GIVEN INFORMATION >>

>> Begin

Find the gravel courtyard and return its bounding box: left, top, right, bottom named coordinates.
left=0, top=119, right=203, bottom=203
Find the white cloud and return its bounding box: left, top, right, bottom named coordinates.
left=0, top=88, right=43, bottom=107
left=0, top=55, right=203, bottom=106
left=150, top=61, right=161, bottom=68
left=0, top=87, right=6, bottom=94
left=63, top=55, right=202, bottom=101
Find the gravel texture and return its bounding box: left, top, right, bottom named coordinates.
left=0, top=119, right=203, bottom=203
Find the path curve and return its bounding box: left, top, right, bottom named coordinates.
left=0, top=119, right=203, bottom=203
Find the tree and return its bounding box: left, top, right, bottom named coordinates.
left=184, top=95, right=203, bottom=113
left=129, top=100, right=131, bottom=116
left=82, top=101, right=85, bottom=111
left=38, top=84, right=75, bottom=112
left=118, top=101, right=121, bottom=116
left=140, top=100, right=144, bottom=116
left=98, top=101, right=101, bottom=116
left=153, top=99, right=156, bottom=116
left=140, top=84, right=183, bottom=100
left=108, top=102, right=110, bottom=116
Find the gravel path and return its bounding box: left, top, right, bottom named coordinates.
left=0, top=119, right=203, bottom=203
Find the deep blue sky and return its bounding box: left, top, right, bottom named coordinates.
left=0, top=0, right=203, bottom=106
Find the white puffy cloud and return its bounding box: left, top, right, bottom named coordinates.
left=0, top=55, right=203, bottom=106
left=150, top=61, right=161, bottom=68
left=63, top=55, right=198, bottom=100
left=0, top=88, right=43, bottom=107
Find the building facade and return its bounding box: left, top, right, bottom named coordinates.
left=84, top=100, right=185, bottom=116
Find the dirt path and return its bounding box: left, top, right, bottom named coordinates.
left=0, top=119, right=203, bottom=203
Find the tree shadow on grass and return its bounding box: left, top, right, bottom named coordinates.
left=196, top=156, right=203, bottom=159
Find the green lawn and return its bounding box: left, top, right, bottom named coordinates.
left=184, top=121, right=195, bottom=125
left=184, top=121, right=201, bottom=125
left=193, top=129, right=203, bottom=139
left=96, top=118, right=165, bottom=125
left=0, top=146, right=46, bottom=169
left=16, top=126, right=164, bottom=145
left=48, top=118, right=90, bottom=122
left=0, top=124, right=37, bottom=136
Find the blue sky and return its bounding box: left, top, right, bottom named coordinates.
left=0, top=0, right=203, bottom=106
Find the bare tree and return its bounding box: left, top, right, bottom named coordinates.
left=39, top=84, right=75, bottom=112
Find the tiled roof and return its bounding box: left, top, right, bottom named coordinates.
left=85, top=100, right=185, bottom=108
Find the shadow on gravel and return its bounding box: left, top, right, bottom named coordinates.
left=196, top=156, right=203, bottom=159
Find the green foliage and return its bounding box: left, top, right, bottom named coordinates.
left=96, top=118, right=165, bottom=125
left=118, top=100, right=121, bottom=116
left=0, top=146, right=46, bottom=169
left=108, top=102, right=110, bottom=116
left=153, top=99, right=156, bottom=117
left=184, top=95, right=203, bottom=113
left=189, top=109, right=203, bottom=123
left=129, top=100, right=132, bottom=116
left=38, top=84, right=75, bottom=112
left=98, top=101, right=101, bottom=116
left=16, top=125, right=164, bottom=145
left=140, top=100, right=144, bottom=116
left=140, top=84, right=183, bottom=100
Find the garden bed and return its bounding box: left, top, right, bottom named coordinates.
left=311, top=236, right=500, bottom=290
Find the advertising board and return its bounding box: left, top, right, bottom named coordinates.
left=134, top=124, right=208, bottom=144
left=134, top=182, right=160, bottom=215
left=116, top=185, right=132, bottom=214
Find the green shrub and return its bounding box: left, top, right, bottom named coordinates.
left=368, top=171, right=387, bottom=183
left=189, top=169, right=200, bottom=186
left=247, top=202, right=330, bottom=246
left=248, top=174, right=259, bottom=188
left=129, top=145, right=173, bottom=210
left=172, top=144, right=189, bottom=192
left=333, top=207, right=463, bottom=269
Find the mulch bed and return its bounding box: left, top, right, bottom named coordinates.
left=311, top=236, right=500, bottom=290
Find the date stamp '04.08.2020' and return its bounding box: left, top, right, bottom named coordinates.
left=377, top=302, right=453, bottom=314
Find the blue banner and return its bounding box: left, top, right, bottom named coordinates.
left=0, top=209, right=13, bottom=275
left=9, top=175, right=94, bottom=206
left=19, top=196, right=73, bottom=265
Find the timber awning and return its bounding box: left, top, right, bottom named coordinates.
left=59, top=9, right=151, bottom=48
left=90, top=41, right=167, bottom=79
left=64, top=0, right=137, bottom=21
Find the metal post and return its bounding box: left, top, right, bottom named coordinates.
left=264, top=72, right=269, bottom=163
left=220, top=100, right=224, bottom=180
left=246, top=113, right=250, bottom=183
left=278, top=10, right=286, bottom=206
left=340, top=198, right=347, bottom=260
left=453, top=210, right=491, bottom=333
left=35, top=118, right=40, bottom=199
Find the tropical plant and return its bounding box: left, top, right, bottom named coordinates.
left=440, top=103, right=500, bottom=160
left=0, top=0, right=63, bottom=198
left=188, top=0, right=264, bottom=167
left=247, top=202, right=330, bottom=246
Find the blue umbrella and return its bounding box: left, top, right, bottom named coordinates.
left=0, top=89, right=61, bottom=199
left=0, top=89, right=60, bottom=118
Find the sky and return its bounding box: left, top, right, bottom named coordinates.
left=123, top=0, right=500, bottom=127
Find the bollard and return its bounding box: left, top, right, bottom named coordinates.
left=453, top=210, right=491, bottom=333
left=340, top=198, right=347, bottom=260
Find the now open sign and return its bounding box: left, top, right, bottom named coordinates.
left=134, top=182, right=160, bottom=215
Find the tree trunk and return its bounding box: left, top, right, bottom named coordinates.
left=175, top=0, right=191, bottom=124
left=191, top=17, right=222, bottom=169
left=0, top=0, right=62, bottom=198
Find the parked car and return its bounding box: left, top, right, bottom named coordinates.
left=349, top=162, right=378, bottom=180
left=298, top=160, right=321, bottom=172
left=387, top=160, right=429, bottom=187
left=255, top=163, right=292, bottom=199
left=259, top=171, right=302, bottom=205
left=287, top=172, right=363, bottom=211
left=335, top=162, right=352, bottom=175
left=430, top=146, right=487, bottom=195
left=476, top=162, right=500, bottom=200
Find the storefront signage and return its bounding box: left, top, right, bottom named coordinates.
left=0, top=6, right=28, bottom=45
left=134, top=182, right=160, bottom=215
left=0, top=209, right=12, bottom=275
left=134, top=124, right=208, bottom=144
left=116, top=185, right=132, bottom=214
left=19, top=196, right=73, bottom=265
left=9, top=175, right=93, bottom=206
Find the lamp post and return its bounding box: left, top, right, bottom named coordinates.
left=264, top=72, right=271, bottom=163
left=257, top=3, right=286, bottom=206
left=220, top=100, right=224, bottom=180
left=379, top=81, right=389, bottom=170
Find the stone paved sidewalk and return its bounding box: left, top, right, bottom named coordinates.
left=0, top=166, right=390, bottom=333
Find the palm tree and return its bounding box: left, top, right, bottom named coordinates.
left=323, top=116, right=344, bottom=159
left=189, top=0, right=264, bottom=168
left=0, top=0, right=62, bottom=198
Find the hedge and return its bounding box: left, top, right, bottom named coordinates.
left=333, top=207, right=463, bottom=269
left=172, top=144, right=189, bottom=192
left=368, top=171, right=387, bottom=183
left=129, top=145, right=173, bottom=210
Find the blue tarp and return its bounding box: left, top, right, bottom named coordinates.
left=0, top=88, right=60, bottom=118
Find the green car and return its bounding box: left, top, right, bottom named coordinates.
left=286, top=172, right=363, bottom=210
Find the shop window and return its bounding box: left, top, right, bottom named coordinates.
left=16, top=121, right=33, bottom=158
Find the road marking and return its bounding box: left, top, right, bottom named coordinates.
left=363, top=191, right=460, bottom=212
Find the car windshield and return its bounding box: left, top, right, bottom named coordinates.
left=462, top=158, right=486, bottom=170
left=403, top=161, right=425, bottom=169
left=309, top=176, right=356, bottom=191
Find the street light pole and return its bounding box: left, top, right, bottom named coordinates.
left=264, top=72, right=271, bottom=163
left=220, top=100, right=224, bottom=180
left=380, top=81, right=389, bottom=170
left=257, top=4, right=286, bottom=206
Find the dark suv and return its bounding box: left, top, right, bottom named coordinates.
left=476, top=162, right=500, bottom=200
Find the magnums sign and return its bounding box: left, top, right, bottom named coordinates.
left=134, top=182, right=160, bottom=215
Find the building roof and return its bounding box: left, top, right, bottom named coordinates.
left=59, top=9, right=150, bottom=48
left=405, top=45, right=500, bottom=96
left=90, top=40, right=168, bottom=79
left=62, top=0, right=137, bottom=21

>> End

EXERCISE TASK >> Copy every line of the items above that contains the string "blue". Case counts.

CORRECT RESULT >>
Find the deep blue sky and return its bounding box: left, top, right, bottom named coordinates.
Find the blue sky and return its bounding box: left, top, right, bottom named coordinates.
Find the blue banner and return its bounding box: left, top, right, bottom named coordinates.
Find the blue umbrella and return its bounding box: left, top, right, bottom named coordinates.
Find the blue tarp and return its bounding box: left, top, right, bottom named coordinates.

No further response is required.